** begin PROVIDED PASSAGE **
2007-11-13 11:19:35 · 3 answers · asked by arpnuck 3 in Arts & Humanities History

3 answers

It was a dime by the time the original King Kong came out in New York at the beginning of 1933. Maybe it was a nickel in the 20's, but I'd bet it was a dime then. [ I'll risk a nickel.]
Nickelodeon theaters were very popular in the 1910s.
[See excerpt from internet site below.] These were early movies which cost a 'nickel.'
Even when I went to the movies in the 1950s the cost was only a quarter.

[A pack of Wrigley's gum was a nickel for decades. They must have made a fortune in the early days when their costs would have been very low for each pack of gum produced.]

Nickelodeon - an early type of motion picture theater, so named for its five-cent admission price. ("Odeon" is derived from a Greek term for theater.) 1905 - the first theater opened in Pittsburgh where projected films were accompanied by piano. By 1910, thousands of nickelodeons had appeared nationwide, many of them little more than converted storefronts with wooden benches for seating. Nickelodeons often repeated the same films all day and evening, and were popular with working-class patrons who could not afford live theater, the leading entertainment of the day. The success of nickelodeons increased demand for more and better movies, leading in turn to the creation of new motion picture studios and helping establish film as a mass entertainment medium. Ironically, that rising popularity led to the end of nickelodeons, as they were replaced by larger, custom-built movie theaters.
** end PROVIDED PASSAGE **
** begin INFORMATION GIVEN **
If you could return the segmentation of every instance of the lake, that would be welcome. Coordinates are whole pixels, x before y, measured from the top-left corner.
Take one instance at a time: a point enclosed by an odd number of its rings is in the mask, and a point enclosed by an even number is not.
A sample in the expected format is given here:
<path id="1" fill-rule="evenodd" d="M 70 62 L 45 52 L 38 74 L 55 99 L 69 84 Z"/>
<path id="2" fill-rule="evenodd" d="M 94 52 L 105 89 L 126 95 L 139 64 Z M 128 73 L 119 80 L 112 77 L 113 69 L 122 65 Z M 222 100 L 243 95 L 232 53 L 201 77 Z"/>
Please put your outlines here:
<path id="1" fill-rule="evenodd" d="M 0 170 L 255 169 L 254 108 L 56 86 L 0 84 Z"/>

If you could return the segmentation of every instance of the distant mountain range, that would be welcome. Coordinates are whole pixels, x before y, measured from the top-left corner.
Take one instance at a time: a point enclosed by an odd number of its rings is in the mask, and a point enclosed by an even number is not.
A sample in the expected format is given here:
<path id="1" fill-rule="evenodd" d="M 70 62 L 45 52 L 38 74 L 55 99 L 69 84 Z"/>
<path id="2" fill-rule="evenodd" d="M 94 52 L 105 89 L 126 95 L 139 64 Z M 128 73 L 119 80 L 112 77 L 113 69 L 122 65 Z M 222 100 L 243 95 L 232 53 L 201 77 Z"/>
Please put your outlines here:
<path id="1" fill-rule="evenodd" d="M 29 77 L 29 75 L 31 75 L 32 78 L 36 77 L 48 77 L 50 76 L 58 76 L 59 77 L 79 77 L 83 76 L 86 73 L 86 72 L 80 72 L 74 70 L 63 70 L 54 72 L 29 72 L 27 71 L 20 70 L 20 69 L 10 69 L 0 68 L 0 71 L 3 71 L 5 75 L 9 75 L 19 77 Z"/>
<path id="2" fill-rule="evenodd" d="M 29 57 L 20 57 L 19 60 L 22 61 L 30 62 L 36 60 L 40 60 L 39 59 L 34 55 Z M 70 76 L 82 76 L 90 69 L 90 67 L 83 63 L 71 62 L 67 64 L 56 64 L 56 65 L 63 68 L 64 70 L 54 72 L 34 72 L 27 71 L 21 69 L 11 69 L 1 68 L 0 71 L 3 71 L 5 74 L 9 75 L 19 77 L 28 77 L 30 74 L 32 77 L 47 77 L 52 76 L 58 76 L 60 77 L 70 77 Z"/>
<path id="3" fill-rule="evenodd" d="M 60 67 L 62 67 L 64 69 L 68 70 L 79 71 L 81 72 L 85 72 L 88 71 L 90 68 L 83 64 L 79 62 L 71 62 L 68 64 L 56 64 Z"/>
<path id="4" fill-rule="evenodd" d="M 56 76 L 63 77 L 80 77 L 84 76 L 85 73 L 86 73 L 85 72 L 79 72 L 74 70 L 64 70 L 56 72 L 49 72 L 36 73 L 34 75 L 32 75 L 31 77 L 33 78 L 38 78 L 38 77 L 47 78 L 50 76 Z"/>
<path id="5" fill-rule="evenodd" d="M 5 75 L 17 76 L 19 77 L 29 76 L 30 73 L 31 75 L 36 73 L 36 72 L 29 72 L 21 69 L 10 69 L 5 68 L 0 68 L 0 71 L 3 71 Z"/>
** end INFORMATION GIVEN **
- [PROBLEM] Return the part of the nickelodeon text that begins at "2007-11-13 11:19:35 ·" and stops after "only a quarter.", copied word for word.

- [ANSWER TO THIS PROBLEM]
2007-11-13 11:19:35 · 3 answers · asked by arpnuck 3 in Arts & Humanities History

3 answers

It was a dime by the time the original King Kong came out in New York at the beginning of 1933. Maybe it was a nickel in the 20's, but I'd bet it was a dime then. [ I'll risk a nickel.]
Nickelodeon theaters were very popular in the 1910s.
[See excerpt from internet site below.] These were early movies which cost a 'nickel.'
Even when I went to the movies in the 1950s the cost was only a quarter.